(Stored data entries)
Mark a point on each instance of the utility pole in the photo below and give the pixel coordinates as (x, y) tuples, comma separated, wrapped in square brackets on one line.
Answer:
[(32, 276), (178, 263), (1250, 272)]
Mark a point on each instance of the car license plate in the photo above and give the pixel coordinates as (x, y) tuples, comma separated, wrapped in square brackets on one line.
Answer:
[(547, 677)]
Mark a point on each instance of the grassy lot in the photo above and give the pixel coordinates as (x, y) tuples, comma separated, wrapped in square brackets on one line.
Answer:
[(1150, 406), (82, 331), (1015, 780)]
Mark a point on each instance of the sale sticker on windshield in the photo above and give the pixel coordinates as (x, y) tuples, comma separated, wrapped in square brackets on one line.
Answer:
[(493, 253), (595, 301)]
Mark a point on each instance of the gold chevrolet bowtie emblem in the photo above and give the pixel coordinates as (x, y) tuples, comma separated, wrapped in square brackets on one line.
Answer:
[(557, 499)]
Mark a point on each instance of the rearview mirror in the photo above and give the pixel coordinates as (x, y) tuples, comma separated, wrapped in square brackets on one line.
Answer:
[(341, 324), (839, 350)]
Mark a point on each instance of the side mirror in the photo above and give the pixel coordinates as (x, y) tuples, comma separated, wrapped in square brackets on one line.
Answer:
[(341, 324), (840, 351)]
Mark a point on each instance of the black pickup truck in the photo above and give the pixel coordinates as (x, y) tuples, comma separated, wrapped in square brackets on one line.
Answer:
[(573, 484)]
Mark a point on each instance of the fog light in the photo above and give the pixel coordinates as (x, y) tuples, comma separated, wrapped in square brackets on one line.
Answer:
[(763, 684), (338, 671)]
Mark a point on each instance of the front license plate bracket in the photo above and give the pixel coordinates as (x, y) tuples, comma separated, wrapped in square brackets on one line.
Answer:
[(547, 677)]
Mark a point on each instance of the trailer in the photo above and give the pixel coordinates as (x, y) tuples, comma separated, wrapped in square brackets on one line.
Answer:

## What you need to do
Extract every line from the one containing "Mark a point on each instance of the fog" through the last line of the data, inclusive, exactly as written.

## Exercise solution
Mark a point on each instance of the fog light in the photo above and give the pixel coordinates as (x, y) tuples, comma separated, wrapped in square brackets on one line.
Answer:
[(763, 684), (338, 671)]
Mark a point on each instance of the front license plate bracket in the photo above and give the pixel coordinates as (x, y) tuples, comma separated, wrapped in square brackets on one line.
Answer:
[(547, 677)]
Mark a point on each instance of the trailer in the photo above and give the pixel coordinates as (x, y) tuples, comma separated, wrapped in square brackets on one line.
Answer:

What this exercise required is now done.